(Recorded data)

*** Block opens ***

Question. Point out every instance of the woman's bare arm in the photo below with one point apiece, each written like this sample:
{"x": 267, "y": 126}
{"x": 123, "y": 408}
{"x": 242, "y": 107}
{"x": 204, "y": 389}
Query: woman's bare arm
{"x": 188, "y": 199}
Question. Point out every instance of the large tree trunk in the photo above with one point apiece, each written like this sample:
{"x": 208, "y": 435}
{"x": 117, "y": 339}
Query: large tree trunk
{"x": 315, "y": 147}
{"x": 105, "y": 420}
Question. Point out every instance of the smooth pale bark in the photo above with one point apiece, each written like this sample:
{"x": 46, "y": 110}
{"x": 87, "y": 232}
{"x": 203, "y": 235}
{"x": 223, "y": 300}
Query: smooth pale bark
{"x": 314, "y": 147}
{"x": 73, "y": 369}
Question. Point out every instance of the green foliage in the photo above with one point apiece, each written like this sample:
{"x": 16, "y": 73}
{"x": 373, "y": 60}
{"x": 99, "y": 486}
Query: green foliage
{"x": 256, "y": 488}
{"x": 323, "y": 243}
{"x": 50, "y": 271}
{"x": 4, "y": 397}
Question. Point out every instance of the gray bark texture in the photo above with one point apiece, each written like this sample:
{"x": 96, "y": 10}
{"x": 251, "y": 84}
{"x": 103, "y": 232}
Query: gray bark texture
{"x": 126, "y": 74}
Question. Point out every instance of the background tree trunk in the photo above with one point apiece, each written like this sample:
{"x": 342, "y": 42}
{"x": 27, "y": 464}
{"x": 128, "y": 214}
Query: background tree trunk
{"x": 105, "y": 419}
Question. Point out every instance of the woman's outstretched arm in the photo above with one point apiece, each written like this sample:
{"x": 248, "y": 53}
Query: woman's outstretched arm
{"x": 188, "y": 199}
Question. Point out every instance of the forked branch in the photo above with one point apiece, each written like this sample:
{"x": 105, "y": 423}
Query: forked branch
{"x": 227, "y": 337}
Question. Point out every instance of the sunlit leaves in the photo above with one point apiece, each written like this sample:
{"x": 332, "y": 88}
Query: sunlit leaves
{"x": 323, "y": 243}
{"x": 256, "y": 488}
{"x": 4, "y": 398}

*** Block closes ***

• **What the task requires**: Find the line containing "Question. Point out every instance of the background" in the data above. Please transcribe it and every line after it, exactly.

• **Task answer**:
Question. Point out every instance of the background tree trunk in the photo above with one point apiece, each written like this sample:
{"x": 342, "y": 42}
{"x": 27, "y": 464}
{"x": 128, "y": 214}
Query: background tree trunk
{"x": 105, "y": 419}
Question. Point out every instance of the woman's outstretched arm in the photo above with one point apiece, each written like this sample:
{"x": 248, "y": 53}
Query: woman's outstretched arm
{"x": 188, "y": 199}
Question. Point out every instance of the forked branch in the photo above with one point apiece, each written like this sample:
{"x": 105, "y": 423}
Query: forked branch
{"x": 227, "y": 337}
Question. Point out every instance of the sunlit leaves in the photo above with one point apiece, each written like this sample:
{"x": 332, "y": 88}
Query: sunlit leaves
{"x": 323, "y": 243}
{"x": 256, "y": 488}
{"x": 4, "y": 398}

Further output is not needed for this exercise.